_Task description_
In the material below, repeat only the lines from the one that holds "Reviewer note: confirm that every instance of the small" through the final line, exactly as they stand.

-------- Source records

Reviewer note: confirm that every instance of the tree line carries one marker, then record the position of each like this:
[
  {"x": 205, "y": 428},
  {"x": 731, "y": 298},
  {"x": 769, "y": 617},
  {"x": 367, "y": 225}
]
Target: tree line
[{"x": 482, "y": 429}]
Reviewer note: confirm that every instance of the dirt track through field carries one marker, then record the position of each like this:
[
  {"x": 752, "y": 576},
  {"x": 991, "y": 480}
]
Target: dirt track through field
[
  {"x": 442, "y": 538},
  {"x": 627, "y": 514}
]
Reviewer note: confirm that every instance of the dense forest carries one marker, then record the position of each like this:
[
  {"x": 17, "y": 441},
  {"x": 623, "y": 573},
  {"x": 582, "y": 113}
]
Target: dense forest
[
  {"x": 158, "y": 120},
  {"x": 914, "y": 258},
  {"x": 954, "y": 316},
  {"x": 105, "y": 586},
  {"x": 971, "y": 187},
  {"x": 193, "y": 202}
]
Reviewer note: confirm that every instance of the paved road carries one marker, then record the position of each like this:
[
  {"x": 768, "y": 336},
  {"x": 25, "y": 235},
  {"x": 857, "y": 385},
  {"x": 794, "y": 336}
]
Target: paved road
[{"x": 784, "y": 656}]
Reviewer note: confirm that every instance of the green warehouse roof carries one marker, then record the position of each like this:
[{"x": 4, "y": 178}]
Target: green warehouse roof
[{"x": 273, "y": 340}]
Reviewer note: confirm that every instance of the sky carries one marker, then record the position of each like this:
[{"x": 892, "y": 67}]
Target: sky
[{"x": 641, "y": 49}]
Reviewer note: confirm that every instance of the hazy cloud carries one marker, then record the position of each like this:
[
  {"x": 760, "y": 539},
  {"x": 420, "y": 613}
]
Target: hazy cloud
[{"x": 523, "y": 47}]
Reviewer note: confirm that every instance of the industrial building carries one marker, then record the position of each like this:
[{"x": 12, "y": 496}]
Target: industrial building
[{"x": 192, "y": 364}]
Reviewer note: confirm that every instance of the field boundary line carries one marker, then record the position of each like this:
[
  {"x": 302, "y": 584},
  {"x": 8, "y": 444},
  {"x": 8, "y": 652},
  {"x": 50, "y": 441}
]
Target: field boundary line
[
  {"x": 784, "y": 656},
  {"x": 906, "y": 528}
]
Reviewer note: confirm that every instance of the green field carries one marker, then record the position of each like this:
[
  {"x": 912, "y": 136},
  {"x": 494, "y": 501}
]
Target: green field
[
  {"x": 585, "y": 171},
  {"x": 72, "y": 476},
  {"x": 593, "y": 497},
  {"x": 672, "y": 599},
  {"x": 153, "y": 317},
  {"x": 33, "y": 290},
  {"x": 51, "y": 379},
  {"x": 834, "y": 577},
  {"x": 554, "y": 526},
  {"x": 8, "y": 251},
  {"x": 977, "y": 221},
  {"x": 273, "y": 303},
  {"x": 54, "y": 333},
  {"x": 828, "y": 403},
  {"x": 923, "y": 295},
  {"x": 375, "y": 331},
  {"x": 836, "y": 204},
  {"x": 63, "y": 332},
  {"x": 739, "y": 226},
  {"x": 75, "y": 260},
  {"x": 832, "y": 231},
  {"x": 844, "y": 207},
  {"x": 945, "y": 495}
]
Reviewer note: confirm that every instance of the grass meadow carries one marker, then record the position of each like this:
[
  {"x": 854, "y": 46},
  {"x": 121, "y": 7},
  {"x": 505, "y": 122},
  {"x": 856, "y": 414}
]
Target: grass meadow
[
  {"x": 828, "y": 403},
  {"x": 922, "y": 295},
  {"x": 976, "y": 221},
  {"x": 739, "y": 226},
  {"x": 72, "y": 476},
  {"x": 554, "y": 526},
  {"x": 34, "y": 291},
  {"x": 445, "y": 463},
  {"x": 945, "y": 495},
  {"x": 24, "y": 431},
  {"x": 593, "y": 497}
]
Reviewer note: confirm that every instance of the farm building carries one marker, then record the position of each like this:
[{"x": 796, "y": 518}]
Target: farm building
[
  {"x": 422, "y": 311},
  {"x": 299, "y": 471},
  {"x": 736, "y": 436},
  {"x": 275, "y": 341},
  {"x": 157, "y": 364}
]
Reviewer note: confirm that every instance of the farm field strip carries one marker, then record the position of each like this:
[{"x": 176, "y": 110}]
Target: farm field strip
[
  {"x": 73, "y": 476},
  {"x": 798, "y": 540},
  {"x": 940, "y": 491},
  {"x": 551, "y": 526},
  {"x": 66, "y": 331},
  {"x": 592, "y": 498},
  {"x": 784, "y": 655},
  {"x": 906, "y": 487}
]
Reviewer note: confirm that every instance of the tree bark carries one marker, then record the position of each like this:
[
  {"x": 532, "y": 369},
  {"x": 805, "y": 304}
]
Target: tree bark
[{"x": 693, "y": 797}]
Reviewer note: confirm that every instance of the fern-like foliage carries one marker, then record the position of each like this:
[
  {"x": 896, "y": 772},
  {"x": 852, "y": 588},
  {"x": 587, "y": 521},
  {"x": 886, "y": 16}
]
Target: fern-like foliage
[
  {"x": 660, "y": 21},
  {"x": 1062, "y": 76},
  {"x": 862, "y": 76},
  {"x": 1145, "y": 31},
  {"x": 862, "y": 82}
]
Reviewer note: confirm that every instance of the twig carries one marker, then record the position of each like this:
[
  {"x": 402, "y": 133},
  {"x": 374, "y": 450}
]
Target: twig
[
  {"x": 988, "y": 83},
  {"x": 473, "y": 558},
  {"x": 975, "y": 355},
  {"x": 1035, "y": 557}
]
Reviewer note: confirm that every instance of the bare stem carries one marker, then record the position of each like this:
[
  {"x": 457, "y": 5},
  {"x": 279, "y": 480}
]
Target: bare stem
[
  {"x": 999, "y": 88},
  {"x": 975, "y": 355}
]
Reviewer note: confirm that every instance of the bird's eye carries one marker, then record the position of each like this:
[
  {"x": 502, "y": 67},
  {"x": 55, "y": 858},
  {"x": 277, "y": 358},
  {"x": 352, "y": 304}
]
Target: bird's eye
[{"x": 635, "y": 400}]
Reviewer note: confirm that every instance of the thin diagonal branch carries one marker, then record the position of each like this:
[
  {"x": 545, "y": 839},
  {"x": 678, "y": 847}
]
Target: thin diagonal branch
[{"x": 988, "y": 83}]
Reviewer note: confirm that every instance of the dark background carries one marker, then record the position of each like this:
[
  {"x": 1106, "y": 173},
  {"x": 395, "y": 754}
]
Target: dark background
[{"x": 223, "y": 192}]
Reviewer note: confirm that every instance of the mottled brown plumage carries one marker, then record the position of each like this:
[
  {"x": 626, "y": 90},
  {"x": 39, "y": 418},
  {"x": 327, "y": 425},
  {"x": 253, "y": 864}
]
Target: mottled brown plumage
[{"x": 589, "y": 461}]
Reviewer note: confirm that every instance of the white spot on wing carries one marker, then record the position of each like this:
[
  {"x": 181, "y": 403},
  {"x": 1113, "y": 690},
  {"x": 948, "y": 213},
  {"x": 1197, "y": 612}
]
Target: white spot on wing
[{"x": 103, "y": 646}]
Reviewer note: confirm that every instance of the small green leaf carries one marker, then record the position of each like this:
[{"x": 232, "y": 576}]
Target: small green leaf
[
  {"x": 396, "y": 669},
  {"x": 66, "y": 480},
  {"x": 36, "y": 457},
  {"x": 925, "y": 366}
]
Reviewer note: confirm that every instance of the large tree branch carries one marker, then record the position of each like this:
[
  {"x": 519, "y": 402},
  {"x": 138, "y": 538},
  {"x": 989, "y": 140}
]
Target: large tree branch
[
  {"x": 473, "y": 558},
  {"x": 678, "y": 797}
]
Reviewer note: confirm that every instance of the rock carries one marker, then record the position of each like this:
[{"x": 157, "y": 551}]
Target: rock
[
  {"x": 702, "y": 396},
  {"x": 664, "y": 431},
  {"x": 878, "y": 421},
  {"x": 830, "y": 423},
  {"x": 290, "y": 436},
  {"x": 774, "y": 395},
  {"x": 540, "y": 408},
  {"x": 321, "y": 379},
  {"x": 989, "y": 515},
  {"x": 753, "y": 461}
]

----------------

_Problem solution_
Reviewer note: confirm that every instance of the small green leaf carries one marker, then record the position of each like this:
[{"x": 232, "y": 576}]
Target: small green leaf
[
  {"x": 396, "y": 669},
  {"x": 66, "y": 480},
  {"x": 36, "y": 457},
  {"x": 925, "y": 366}
]
Reviewer note: confirm that every instance of the large tree branch carries one marker, then record the position of each like this:
[
  {"x": 519, "y": 402},
  {"x": 138, "y": 538},
  {"x": 989, "y": 140}
]
Target: large tree branch
[
  {"x": 473, "y": 558},
  {"x": 678, "y": 797}
]
Reviewer note: confirm that every instance of the rock carries one marker, then record the position of each like this:
[{"x": 157, "y": 551}]
Target: rock
[
  {"x": 702, "y": 396},
  {"x": 664, "y": 431},
  {"x": 878, "y": 421},
  {"x": 830, "y": 423},
  {"x": 290, "y": 436},
  {"x": 774, "y": 395},
  {"x": 540, "y": 408},
  {"x": 321, "y": 379},
  {"x": 989, "y": 515},
  {"x": 753, "y": 461}
]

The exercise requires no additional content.